Jan Scheuermann, a quadriplegic and the pioneering patient for an experimental Pentagon robotics program, continues to break ground in freeing the mind from the limitations of the body.
The 55-year-old mother of two in 2012 agreed to let surgeons implant electrodes on her brain to control a robotic arm. More recently, she flew an F-35 Joint Strike Fighter simulator using nothing but her thoughts, an official said.
Arati Prabhakar, director of the Defense Advanced Research Projects Agency, cited the breakthrough last week at the first annual Future of War conference. The event was organized by the New America Foundation, a nonpartisan research group in Washington, D.C.
Scheuermann, who became paralyzed years ago from a rare genetic disease, has tolerated the two pea-sized implants on her left motor cortex “very well,” Prabhakar said, allowing her to extend her participation in the DARPA project.
While the left motor cortex is understood to control the movement on the right side of the body, Scheuermann was able to manipulate both right- and left-handed versions of the robotic limb, Prabhakar said.
But the experiments aren’t limited to prosthetics. Indeed, so-called neural signaling is at the heart of the research.
So Scheuermann decided she wanted to try flying a simulator of the F-35 Joint Strike Fighter, Prabhakar said, which is the Pentagon’s newest fighter jet and its most expensive weapons acquisition program.
“Instead of thinking about controlling a joystick, which is what our ace pilots do when they’re driving this thing, Jan’s thinking about controlling the airplane directly,” Prabhakar said. “For someone who’s never flown — she’s not a pilot in real life — she’s flying that simulator directly from her neural signaling.”

* _PROBLEM_: Can you reproduce the stretch of the article on Jan Scheuermann from "While the left" through "weapons acquisition program." word for word?

* _INPUT DATA_:
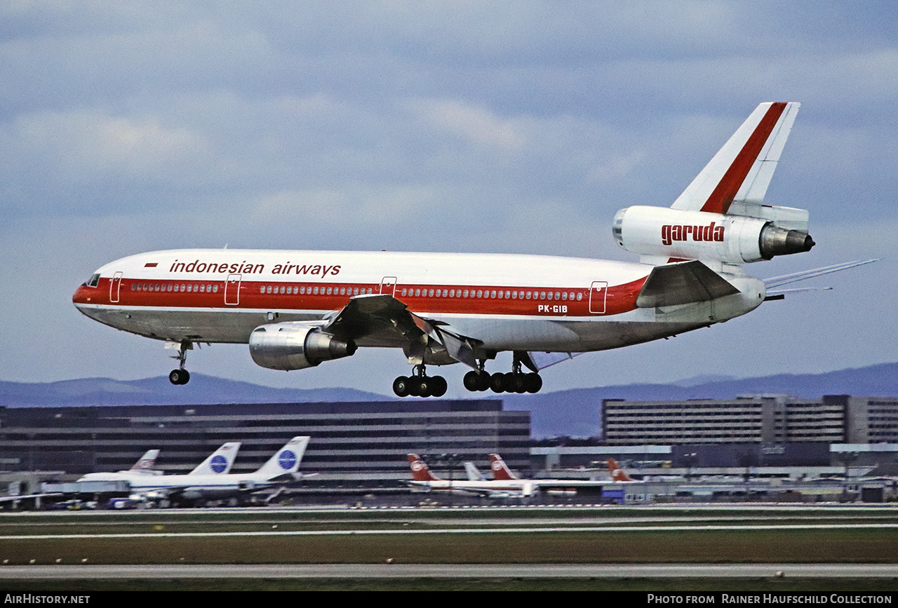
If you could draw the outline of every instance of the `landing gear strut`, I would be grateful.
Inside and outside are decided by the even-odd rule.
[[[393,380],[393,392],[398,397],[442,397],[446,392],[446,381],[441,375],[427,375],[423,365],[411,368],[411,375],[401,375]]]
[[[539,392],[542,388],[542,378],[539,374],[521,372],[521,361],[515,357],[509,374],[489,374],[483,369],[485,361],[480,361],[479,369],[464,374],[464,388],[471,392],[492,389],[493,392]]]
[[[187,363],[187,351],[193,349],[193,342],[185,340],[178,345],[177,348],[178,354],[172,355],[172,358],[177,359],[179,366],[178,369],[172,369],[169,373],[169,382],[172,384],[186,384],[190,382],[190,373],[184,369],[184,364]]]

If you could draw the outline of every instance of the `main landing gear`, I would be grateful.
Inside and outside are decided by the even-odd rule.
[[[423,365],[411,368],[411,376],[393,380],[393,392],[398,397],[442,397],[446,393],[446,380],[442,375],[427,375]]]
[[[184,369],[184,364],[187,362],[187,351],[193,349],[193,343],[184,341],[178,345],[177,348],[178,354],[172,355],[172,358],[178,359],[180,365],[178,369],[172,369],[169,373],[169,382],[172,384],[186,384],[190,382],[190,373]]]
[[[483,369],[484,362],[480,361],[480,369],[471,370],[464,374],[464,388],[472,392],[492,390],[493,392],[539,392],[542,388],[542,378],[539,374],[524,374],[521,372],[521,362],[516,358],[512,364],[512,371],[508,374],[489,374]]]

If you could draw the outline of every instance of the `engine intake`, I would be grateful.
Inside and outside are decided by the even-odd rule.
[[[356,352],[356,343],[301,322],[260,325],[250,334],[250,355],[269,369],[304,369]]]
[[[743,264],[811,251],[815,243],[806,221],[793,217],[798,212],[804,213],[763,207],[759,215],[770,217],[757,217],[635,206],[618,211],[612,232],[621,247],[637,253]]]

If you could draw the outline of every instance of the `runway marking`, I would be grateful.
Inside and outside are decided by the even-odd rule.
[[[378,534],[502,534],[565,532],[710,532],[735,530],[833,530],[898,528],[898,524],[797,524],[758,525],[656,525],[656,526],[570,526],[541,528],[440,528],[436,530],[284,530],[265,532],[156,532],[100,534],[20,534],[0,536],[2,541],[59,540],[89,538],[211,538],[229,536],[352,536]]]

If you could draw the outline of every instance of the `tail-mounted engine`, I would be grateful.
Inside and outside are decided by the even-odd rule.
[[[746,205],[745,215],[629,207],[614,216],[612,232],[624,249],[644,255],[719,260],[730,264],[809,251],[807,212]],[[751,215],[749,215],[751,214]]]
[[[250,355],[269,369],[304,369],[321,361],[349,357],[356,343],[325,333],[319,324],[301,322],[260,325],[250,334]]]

--

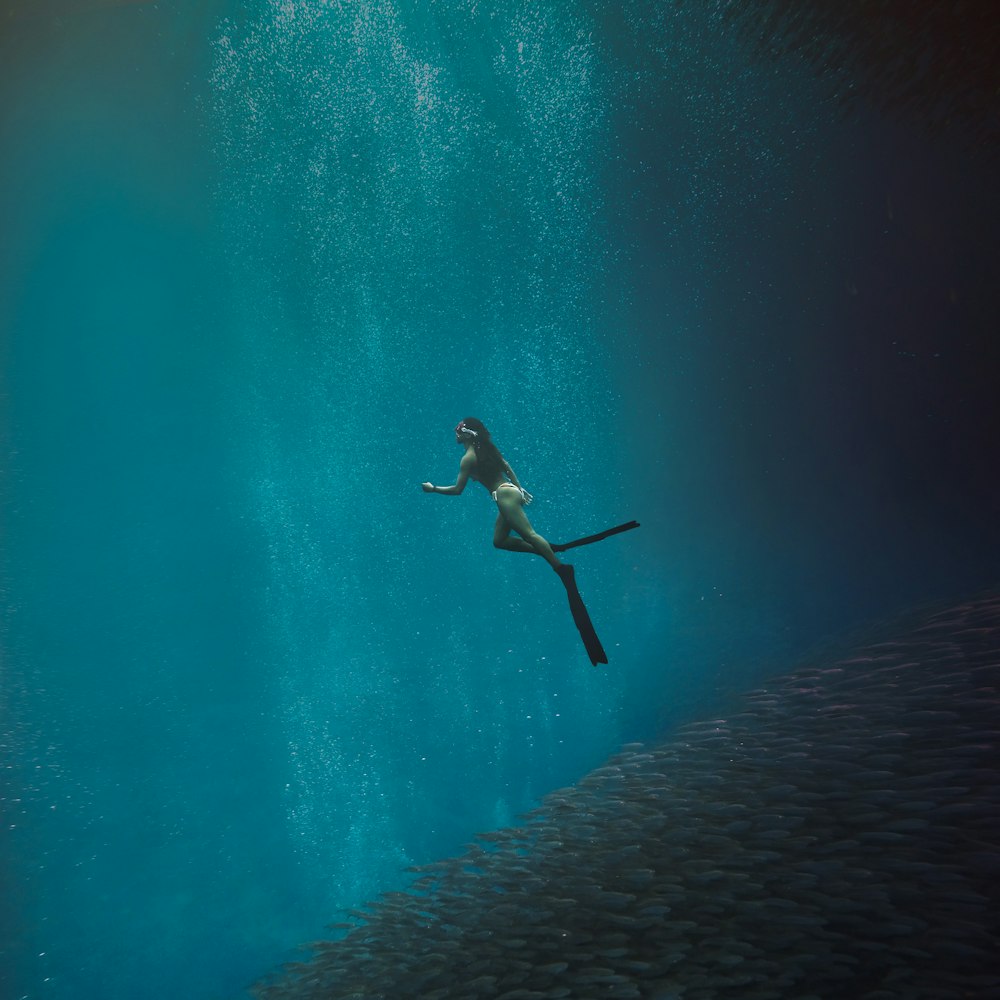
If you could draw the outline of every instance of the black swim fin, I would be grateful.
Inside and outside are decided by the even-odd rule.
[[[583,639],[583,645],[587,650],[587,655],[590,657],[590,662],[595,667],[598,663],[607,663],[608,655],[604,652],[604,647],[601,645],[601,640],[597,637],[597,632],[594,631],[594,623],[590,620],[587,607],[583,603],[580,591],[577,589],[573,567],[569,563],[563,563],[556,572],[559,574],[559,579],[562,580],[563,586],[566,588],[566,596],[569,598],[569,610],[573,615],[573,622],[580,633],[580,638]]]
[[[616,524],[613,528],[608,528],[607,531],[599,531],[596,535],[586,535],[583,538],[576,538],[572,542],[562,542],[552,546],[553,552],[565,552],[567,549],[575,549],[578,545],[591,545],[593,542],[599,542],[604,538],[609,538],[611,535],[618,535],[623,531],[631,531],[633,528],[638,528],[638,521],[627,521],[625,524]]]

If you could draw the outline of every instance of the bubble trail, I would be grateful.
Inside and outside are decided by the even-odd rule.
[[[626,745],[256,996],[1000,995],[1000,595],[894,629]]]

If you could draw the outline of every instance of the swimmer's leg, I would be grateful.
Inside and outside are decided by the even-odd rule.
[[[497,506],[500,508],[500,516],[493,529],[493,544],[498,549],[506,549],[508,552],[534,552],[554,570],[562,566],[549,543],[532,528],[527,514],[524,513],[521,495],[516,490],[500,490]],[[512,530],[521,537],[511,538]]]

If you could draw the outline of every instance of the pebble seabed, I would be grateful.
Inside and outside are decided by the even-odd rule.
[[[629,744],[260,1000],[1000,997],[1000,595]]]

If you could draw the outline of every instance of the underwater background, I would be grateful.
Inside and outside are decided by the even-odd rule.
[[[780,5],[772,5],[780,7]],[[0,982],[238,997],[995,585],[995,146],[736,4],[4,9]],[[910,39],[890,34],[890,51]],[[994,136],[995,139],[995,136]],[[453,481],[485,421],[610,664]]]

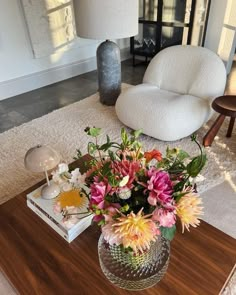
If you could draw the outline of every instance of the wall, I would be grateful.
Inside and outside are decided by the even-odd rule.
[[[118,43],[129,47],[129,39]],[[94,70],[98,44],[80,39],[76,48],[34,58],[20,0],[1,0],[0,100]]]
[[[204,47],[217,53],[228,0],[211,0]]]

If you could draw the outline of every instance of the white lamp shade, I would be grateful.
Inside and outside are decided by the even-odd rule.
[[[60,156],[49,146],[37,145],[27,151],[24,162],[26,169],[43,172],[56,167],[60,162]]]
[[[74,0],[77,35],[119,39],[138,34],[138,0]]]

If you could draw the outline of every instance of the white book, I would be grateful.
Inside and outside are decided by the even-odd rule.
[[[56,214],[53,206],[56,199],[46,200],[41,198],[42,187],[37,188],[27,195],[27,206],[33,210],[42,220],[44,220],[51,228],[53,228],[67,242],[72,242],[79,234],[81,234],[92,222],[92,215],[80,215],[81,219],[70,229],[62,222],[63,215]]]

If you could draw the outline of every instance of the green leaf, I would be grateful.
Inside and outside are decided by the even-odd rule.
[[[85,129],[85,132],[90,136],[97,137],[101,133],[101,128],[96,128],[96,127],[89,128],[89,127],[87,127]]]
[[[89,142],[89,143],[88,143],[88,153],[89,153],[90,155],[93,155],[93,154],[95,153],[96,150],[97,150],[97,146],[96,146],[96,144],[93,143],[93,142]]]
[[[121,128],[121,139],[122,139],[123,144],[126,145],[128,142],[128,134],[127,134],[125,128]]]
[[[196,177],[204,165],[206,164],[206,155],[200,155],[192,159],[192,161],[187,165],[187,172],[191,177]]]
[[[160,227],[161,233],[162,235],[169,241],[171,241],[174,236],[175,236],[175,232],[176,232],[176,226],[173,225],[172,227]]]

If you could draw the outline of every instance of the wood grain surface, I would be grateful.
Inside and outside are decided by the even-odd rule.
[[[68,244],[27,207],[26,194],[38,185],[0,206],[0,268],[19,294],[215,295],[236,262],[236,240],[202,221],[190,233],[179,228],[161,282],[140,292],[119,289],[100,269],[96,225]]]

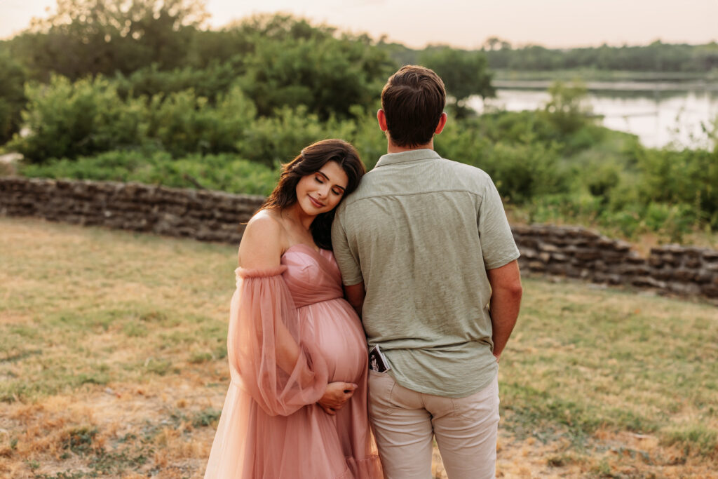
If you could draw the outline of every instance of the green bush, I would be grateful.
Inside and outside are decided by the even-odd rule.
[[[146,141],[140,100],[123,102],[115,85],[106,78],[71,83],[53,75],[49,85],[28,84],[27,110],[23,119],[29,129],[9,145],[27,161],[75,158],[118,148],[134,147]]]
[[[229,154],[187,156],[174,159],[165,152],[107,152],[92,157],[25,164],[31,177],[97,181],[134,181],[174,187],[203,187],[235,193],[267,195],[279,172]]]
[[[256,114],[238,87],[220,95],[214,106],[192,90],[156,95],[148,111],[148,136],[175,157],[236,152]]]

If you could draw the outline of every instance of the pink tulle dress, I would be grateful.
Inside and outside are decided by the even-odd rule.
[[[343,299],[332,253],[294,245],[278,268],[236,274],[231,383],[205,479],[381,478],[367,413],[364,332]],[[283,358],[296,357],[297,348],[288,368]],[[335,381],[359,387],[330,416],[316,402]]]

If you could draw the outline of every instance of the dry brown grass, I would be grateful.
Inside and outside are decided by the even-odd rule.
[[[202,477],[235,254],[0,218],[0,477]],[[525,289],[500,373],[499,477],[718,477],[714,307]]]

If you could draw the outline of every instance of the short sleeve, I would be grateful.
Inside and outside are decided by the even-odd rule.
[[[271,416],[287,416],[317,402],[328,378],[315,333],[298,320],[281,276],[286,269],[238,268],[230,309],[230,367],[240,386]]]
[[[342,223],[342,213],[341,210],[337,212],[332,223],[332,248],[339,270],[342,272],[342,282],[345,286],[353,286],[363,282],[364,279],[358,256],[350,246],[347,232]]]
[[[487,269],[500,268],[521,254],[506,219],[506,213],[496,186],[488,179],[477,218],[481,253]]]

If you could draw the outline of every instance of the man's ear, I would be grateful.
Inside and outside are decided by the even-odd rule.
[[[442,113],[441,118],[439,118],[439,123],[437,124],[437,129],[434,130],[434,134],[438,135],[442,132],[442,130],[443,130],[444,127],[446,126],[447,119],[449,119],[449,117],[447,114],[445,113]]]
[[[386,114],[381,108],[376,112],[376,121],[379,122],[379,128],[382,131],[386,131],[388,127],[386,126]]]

* _RESPONSE BOX_:
While the left motor cortex is understood to control the movement on the right side of the body, Scheuermann was able to manipulate both right- and left-handed versions of the robotic limb, Prabhakar said.
But the experiments aren’t limited to prosthetics. Indeed, so-called neural signaling is at the heart of the research.
So Scheuermann decided she wanted to try flying a simulator of the F-35 Joint Strike Fighter, Prabhakar said, which is the Pentagon’s newest fighter jet and its most expensive weapons acquisition program.